## Text under study
· · · · · · ·

The Wassail (pictured right), a watercolour design for the Ingram Street Tea Rooms in Glasgow, is one of 150 works by Mackintosh amassed over the past 50 years by Dr Thomas Howarth, Professor Emeritus of Architecture at the University of Toronto. He began collecting while researching his PhD thesis for the University of Glasgow.

It is only in the past 25 years that Mackintosh has received widespread appreciation as a major influence on European design and a prominent figure in the international Art Nouveau movement. As well as salvaging drawings and sketchbooks discarded by the designer's former colleagues, Dr Howarth wrote the definitive book about him and was instrumental in developing the collections at the Hunterian Museum and Art Gallery, University of Glasgow, and the Glasgow School of Art - the only collections that can rival his own in depth and range.

But he said: ''I never set out to make a collection . . . You might think this is splendid. But I could have had items of greater value.' He was, he added, more concerned that Mackintosh should be represented in public collections.

Works to be sold at Christie's in London on 17 February range from exquisite furniture to highly-finished watercolours for Mackintosh's most celebrated commissions and reflect his refined eye and superlative skill as a draftsman.

· · · · · · ·

[Data excerpts]
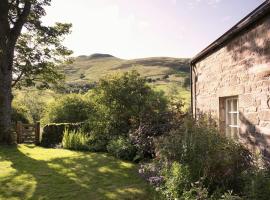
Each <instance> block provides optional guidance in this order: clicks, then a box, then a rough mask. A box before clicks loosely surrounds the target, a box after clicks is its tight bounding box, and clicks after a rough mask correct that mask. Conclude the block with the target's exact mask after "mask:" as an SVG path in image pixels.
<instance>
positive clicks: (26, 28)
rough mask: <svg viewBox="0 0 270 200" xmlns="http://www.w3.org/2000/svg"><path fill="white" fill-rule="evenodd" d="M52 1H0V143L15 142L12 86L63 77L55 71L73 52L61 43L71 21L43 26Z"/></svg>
mask: <svg viewBox="0 0 270 200" xmlns="http://www.w3.org/2000/svg"><path fill="white" fill-rule="evenodd" d="M50 3H51V0H0V143H14V142H15V137H14V135H13V134H12V129H11V128H12V127H11V102H12V87H21V86H39V87H44V86H45V87H47V86H48V85H49V84H50V83H56V81H57V80H59V79H61V78H62V76H61V74H60V73H59V71H58V70H57V66H58V64H60V63H62V62H64V61H65V60H66V59H67V56H69V55H70V54H71V53H72V52H71V51H69V50H68V49H67V48H66V47H65V46H63V45H62V44H61V43H62V41H63V39H64V36H65V35H66V34H68V33H70V29H71V24H62V23H56V24H55V25H54V26H44V25H43V24H42V22H41V18H42V17H43V16H45V15H46V12H45V9H44V7H46V6H49V5H50Z"/></svg>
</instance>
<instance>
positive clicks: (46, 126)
mask: <svg viewBox="0 0 270 200" xmlns="http://www.w3.org/2000/svg"><path fill="white" fill-rule="evenodd" d="M82 125H83V123H59V124H56V123H54V124H47V125H46V126H45V127H44V128H43V132H42V137H41V144H40V145H41V146H43V147H55V146H56V145H58V144H60V143H61V142H62V139H63V135H64V131H65V129H68V130H78V129H80V128H82Z"/></svg>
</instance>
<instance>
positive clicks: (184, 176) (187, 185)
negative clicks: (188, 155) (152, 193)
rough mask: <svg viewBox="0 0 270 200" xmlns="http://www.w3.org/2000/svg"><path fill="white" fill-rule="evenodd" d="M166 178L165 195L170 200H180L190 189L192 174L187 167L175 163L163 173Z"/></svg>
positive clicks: (165, 185) (164, 178) (164, 171)
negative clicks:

· · · · · · ·

## Problem requirements
According to the passage on Dr Howarth's Mackintosh collection, where and on what date are the works to be sold?

## The completed task
At Christie's in London on 17 February.